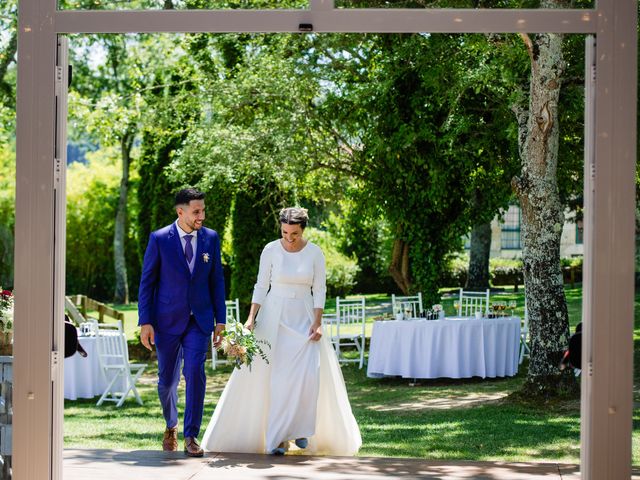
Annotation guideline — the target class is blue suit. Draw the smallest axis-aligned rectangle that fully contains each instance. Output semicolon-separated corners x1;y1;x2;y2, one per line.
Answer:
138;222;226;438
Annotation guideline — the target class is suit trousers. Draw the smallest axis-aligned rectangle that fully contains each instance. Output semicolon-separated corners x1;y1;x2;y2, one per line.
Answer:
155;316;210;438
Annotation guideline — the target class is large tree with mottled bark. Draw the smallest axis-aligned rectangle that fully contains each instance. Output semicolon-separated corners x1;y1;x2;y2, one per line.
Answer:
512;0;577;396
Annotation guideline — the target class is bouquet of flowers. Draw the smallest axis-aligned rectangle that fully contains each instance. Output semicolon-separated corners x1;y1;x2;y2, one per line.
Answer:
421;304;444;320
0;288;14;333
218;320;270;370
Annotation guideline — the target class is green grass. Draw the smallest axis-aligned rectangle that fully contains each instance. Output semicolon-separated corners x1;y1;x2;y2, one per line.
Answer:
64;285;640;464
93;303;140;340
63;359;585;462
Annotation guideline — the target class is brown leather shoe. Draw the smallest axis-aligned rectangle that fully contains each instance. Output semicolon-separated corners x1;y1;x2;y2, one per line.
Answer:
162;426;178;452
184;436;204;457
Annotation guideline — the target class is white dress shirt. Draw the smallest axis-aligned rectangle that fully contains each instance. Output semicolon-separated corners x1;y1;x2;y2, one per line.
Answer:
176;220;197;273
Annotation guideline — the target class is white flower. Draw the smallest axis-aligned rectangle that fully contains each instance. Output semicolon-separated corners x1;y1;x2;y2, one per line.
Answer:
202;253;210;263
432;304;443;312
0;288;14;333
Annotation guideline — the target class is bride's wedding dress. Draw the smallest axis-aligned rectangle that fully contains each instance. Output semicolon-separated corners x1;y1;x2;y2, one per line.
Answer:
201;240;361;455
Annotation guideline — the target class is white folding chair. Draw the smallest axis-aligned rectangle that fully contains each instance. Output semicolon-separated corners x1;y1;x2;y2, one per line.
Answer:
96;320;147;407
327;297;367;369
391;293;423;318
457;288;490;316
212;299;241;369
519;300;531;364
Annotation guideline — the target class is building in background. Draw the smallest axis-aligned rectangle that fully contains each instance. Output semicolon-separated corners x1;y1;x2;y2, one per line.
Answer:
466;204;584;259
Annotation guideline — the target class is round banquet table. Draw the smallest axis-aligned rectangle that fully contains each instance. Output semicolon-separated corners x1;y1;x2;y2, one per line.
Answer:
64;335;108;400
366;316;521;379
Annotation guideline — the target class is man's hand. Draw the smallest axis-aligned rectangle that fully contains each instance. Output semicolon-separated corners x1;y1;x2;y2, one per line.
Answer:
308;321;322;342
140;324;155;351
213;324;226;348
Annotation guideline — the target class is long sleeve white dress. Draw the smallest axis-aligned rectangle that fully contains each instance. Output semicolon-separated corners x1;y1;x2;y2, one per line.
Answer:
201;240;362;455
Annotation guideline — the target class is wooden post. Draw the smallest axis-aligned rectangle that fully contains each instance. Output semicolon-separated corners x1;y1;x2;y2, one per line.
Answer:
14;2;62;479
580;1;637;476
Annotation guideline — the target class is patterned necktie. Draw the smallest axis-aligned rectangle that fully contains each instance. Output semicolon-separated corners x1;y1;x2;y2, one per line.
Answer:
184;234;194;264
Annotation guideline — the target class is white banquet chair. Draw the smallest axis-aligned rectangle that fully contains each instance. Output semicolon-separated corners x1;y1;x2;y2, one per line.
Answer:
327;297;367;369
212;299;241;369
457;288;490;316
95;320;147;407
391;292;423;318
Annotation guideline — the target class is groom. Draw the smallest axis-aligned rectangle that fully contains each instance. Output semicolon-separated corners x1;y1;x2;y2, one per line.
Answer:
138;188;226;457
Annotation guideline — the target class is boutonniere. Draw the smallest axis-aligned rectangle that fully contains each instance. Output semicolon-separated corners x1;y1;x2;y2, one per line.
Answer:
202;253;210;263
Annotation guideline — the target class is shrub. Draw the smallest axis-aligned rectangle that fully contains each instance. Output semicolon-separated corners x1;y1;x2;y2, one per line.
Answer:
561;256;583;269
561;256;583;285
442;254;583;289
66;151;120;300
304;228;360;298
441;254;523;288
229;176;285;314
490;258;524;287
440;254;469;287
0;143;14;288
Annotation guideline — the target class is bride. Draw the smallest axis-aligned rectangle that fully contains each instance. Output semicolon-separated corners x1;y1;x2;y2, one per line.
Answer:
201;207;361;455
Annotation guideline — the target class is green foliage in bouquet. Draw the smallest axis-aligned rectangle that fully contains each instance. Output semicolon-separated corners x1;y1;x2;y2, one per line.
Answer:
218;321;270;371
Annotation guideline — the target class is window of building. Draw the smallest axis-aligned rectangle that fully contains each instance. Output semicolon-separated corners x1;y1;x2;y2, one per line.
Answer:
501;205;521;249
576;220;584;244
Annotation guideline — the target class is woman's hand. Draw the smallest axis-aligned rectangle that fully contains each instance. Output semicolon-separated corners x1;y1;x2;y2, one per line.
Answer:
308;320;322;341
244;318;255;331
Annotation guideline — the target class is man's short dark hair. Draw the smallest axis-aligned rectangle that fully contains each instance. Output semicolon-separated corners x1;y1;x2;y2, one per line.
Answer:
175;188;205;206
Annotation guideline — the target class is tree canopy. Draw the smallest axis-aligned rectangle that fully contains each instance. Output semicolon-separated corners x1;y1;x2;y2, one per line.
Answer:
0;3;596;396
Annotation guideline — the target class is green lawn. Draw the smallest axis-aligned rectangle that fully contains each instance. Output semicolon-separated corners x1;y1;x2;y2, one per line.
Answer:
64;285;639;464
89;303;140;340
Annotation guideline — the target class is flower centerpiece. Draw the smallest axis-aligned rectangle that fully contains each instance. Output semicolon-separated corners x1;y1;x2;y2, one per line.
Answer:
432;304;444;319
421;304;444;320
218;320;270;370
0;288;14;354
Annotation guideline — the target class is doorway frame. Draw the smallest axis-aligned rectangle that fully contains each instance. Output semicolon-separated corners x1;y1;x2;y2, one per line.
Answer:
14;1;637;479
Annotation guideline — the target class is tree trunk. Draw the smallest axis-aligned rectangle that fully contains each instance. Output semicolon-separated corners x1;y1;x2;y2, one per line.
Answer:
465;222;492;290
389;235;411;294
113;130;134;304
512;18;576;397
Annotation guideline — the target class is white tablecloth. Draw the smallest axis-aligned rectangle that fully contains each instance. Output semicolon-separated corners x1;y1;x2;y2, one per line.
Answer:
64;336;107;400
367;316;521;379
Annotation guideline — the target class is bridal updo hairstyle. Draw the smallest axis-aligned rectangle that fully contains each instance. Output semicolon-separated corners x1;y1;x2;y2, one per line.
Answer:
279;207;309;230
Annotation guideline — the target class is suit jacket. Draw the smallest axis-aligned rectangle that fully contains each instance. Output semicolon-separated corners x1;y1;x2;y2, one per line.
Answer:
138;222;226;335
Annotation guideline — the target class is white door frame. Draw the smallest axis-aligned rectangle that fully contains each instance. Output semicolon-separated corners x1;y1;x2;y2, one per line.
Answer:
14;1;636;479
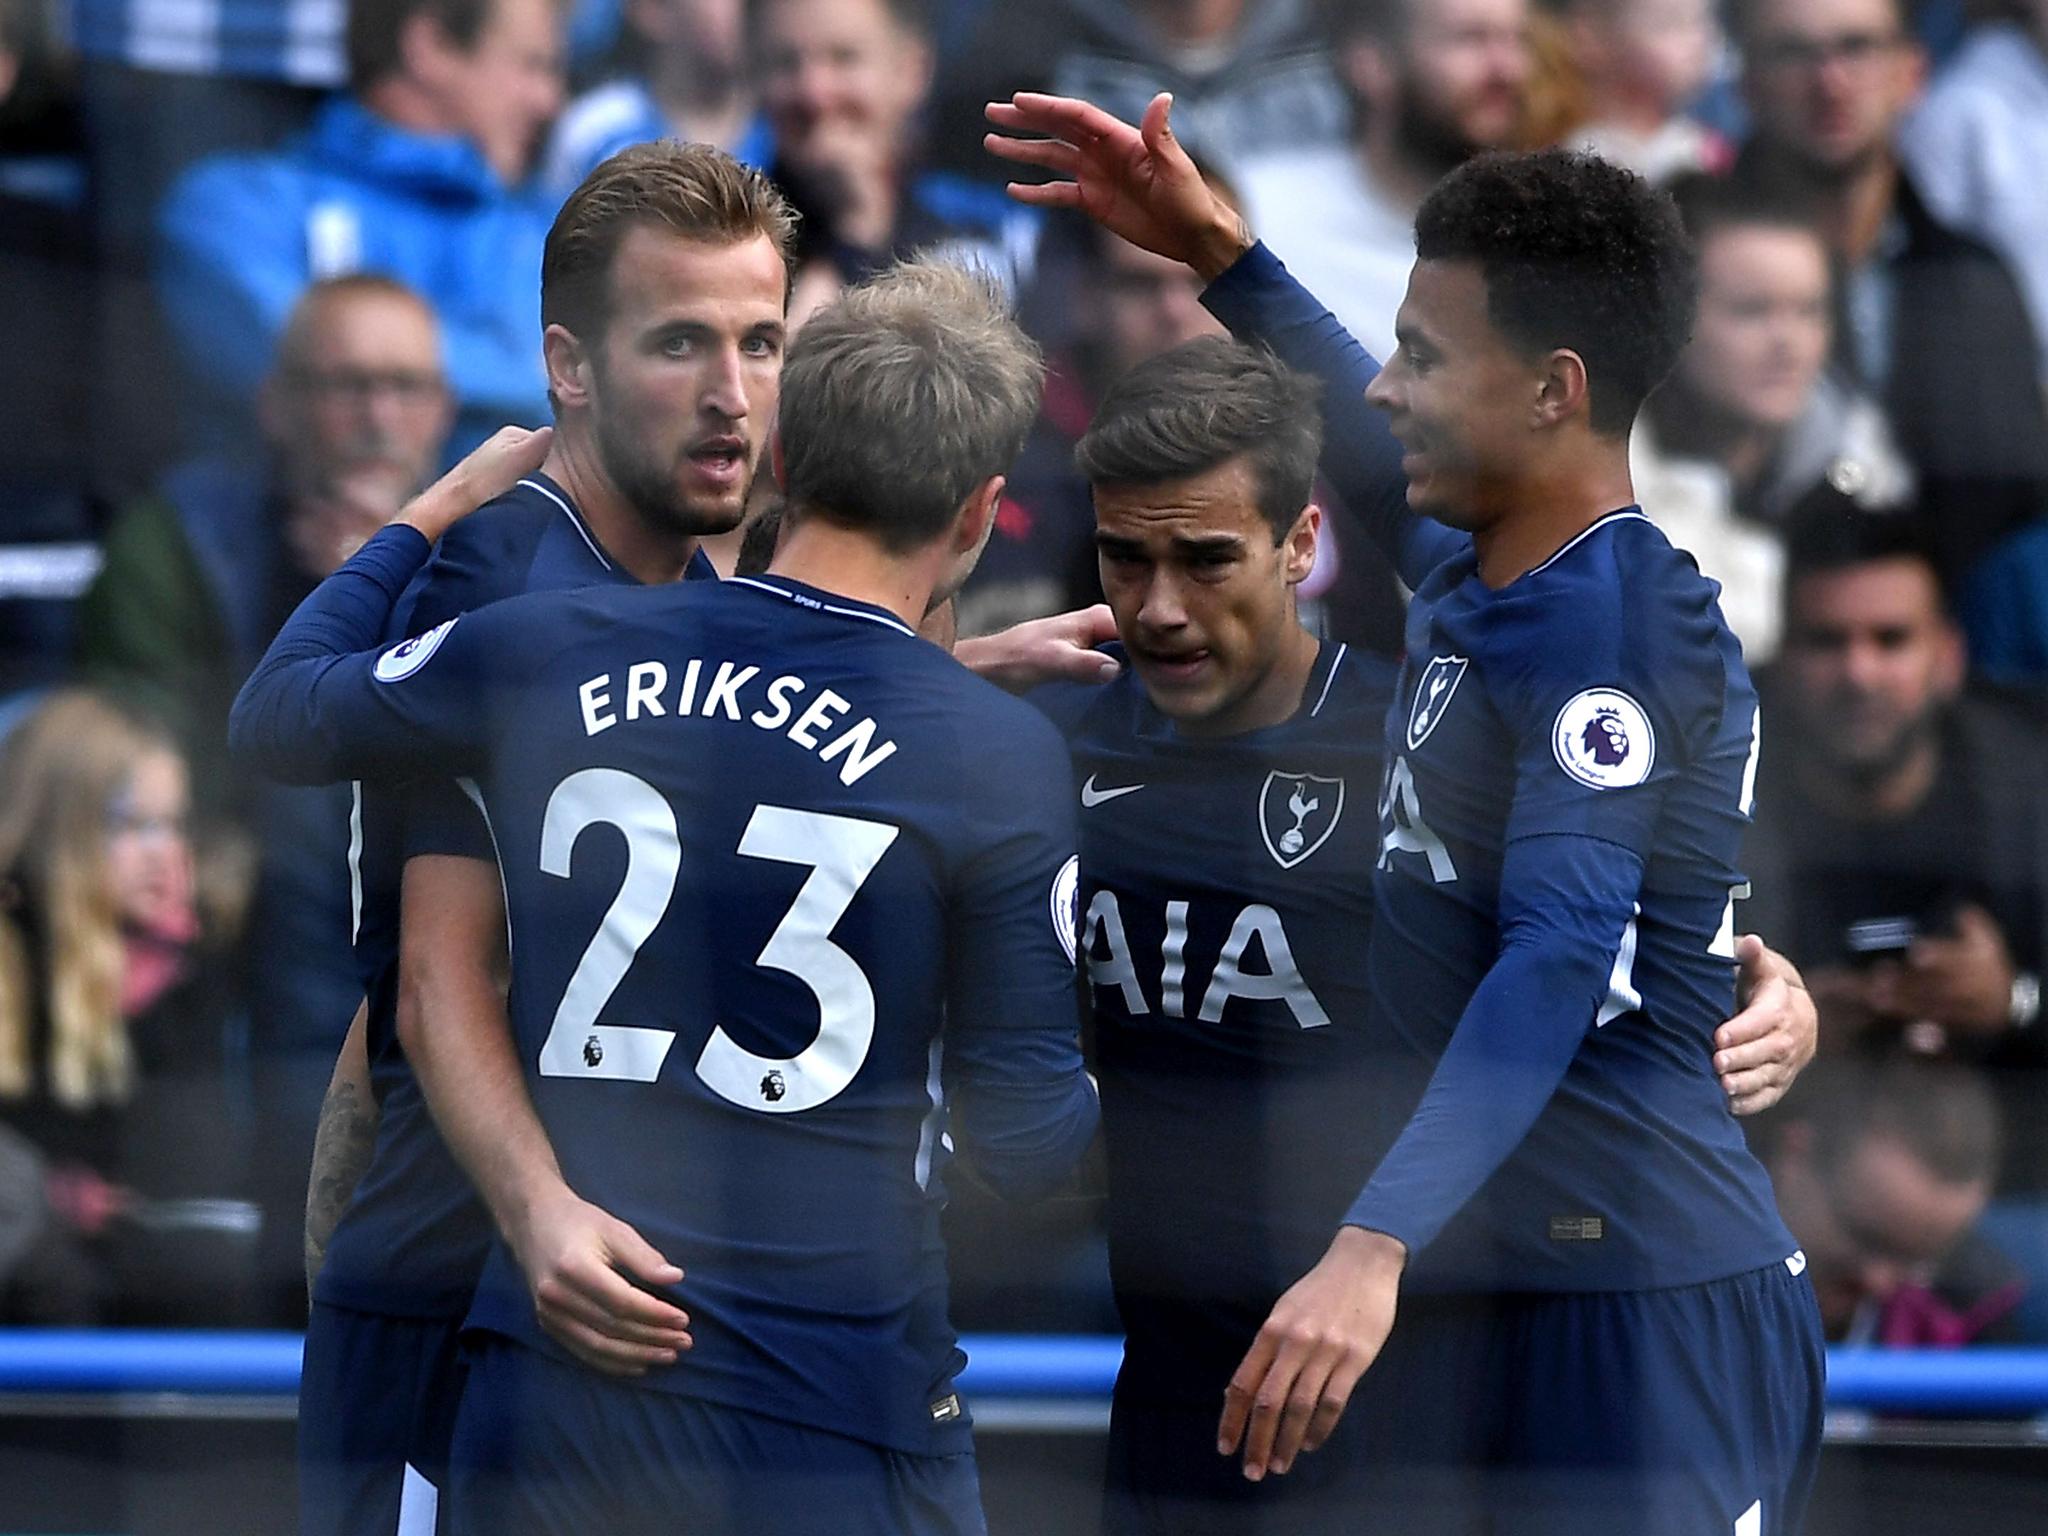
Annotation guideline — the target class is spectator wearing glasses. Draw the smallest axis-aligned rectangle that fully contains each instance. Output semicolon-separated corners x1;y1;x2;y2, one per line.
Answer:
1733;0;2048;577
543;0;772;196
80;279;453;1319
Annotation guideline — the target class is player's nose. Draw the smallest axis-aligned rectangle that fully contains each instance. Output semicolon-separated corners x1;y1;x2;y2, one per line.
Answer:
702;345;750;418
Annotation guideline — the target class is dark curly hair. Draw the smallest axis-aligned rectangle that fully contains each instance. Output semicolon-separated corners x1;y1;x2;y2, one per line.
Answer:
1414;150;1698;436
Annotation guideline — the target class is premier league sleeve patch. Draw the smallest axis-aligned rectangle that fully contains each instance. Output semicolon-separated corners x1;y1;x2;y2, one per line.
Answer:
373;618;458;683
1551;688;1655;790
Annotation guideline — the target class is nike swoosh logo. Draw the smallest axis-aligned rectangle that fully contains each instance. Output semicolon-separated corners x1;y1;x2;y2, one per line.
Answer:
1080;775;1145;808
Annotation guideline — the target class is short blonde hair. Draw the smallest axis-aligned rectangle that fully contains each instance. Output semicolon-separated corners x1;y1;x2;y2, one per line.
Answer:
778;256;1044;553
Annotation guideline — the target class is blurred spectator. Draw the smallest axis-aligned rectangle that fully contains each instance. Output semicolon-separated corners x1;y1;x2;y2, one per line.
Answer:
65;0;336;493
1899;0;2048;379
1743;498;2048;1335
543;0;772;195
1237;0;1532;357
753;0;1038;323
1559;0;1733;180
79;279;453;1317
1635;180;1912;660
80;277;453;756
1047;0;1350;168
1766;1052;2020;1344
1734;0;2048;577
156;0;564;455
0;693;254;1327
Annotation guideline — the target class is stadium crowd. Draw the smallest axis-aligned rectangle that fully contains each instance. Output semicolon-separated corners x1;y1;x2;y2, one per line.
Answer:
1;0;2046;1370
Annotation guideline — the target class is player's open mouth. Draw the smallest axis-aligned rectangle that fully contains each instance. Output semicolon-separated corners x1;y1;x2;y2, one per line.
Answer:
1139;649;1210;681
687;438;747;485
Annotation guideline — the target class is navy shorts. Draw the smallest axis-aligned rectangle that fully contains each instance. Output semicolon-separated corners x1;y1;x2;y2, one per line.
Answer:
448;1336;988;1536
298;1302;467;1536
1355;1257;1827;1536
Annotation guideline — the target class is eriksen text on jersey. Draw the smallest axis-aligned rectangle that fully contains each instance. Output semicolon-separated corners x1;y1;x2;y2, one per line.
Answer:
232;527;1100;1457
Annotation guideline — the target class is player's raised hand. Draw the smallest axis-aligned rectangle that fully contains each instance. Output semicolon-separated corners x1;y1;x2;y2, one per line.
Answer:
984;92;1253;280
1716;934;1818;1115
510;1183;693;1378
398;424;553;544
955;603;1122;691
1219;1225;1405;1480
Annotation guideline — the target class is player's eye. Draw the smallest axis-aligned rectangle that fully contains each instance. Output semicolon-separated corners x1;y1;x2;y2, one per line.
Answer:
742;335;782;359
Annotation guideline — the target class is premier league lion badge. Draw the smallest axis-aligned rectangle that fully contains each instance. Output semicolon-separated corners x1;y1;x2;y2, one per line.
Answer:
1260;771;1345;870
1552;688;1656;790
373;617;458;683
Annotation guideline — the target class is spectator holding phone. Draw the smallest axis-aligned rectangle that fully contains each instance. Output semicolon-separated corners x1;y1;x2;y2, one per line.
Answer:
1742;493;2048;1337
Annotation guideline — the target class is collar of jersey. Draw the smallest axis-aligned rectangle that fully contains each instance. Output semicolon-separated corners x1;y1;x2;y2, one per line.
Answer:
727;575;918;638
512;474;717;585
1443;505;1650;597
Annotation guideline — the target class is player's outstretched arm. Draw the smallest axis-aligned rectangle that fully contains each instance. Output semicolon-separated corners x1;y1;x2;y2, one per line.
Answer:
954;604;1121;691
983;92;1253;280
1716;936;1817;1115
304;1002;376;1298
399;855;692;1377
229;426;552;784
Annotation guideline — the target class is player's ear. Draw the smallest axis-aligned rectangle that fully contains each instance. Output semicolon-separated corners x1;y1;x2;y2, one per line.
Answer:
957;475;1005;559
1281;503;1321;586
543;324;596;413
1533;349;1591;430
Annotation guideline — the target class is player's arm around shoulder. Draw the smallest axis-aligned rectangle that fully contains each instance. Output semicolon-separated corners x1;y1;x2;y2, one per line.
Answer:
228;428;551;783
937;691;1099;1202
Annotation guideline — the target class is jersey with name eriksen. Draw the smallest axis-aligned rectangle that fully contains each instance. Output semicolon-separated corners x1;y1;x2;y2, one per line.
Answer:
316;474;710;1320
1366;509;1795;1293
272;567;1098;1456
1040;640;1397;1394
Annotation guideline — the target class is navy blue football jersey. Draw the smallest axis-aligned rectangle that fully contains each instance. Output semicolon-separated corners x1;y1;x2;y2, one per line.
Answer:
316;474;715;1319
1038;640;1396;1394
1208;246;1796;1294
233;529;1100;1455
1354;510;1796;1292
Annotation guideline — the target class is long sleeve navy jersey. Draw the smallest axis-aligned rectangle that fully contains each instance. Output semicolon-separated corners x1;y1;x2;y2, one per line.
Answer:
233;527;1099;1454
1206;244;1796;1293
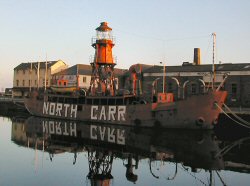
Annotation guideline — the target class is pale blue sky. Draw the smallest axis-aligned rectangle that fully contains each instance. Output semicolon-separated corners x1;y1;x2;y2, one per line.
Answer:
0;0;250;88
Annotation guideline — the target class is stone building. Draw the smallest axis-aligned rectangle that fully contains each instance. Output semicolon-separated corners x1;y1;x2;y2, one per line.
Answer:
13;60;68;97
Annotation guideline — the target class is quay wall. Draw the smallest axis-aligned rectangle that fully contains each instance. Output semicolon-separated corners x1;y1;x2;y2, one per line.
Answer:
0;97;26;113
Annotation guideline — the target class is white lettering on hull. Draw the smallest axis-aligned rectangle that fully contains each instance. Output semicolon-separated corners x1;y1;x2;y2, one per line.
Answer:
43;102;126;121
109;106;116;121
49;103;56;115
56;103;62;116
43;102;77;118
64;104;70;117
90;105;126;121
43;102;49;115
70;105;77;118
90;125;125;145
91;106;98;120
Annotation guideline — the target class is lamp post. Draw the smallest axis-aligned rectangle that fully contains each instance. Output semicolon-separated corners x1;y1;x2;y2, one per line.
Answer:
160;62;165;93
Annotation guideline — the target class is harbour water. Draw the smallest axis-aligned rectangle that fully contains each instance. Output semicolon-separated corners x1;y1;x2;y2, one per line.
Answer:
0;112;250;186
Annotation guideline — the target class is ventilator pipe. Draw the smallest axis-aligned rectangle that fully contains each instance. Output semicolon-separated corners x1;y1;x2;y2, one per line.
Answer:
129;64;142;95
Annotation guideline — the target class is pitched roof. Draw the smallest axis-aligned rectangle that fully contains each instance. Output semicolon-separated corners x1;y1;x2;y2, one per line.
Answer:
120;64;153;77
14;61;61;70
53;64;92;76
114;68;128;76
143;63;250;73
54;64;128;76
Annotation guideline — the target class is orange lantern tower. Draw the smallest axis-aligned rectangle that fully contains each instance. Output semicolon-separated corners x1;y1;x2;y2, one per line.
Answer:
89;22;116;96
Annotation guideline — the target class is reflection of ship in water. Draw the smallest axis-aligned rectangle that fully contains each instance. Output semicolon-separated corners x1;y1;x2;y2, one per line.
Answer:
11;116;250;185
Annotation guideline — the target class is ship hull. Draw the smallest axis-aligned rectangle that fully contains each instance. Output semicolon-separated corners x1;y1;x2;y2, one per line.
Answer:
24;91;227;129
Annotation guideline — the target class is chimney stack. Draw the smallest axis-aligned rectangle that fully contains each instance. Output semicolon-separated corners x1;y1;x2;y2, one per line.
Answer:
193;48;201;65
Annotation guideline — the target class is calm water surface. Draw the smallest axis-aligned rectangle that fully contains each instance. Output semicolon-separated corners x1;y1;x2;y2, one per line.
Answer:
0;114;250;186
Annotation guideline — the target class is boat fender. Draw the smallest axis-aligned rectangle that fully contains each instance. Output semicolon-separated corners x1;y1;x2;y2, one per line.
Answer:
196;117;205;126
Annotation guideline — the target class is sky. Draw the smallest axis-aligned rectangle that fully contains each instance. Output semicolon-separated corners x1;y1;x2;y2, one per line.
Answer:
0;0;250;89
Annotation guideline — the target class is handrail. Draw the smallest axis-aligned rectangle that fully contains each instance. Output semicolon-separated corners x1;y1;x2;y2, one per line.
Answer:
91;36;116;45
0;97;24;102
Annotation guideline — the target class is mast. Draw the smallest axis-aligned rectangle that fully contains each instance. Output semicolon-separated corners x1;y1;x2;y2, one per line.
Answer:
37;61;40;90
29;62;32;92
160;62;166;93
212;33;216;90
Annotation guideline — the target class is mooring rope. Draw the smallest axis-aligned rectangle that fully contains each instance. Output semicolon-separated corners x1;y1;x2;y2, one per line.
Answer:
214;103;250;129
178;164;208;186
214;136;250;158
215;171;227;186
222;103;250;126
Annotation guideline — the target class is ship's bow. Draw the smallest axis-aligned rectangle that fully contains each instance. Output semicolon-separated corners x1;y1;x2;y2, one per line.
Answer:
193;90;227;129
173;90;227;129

..........

_The task_
Go through the entries and copy every line with "tree".

_Solution to the exercise_
Annotation guideline — the target class is large tree with mottled bark. Draw the smallest axis-aligned rectangle that fully contains each instance. Output semicolon-separated corners x1;y1;x2;y2, one per line.
Annotation guideline — the target class is tree canopy. Draw the smallest axis-aligned rectangle that fully contains each instance. Output semicolon-separated corners x1;y1;x2;y2, one per line.
Annotation guideline — the target class is tree trunk. Draw the smallest axis-aligned rectangle that fully contains each instance. Output semicolon-separated corners x1;y1;x2;y2, one per line.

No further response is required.